» **What to work on**: Lay out the lines of the records as a JSON list of strings, one string per line and blank lines omitted. Begin at the line that contains "50L124 144L211 156L215" and stop after the line that contains "positive clicks: (161, 149)".

» **Data records**:

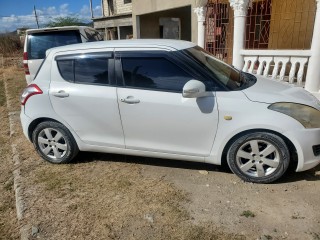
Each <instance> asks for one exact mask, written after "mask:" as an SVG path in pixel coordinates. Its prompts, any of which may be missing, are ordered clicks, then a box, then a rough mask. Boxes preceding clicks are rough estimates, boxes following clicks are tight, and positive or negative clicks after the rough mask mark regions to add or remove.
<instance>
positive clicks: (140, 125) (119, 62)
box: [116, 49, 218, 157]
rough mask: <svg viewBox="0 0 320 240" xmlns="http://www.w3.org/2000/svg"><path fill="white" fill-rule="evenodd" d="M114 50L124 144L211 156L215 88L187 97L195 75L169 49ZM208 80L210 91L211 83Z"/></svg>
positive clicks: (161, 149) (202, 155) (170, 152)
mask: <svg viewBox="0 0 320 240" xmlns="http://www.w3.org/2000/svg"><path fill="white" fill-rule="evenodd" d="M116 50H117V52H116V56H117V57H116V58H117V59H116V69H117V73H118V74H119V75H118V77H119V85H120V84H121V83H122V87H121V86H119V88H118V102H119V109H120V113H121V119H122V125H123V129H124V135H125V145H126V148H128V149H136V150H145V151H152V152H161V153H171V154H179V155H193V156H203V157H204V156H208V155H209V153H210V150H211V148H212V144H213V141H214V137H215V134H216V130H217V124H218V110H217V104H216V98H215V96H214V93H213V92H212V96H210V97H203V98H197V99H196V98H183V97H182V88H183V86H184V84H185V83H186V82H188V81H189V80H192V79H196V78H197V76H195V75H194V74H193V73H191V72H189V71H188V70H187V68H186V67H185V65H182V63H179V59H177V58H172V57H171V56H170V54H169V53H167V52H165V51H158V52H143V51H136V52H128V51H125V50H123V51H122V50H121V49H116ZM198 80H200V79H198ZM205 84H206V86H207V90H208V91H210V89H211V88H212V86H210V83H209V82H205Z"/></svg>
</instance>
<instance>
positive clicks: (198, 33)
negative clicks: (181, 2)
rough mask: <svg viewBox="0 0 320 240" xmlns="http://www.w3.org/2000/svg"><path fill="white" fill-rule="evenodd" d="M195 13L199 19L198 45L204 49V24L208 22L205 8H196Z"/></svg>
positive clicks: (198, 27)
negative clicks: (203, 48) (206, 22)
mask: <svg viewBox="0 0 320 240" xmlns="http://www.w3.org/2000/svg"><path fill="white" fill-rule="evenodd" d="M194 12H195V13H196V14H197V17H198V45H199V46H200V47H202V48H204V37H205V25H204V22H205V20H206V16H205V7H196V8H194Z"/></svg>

...

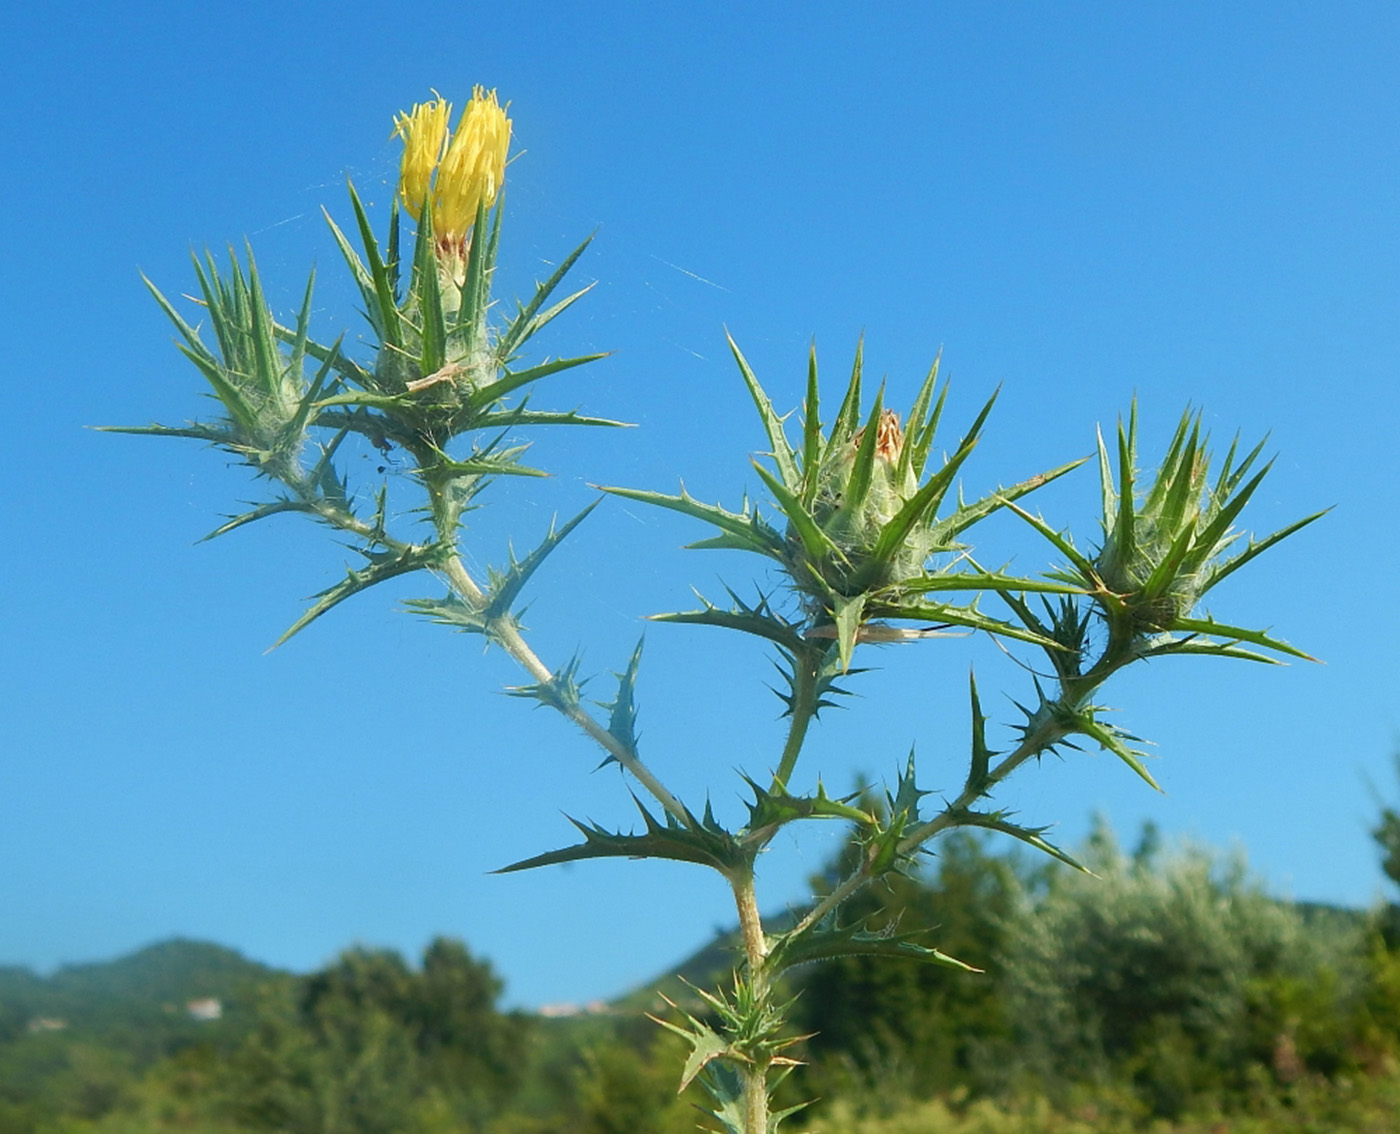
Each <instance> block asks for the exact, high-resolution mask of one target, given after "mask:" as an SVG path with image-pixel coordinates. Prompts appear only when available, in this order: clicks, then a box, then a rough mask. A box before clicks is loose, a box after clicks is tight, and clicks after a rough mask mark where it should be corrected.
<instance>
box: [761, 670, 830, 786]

» **Task response**:
[
  "rough mask: <svg viewBox=\"0 0 320 240\" xmlns=\"http://www.w3.org/2000/svg\"><path fill=\"white\" fill-rule=\"evenodd\" d=\"M114 50L124 144L211 156L215 88L187 97L195 75L169 49ZM208 80L210 91L211 83Z\"/></svg>",
  "positive clicks: (161, 149) (202, 155) (170, 152)"
]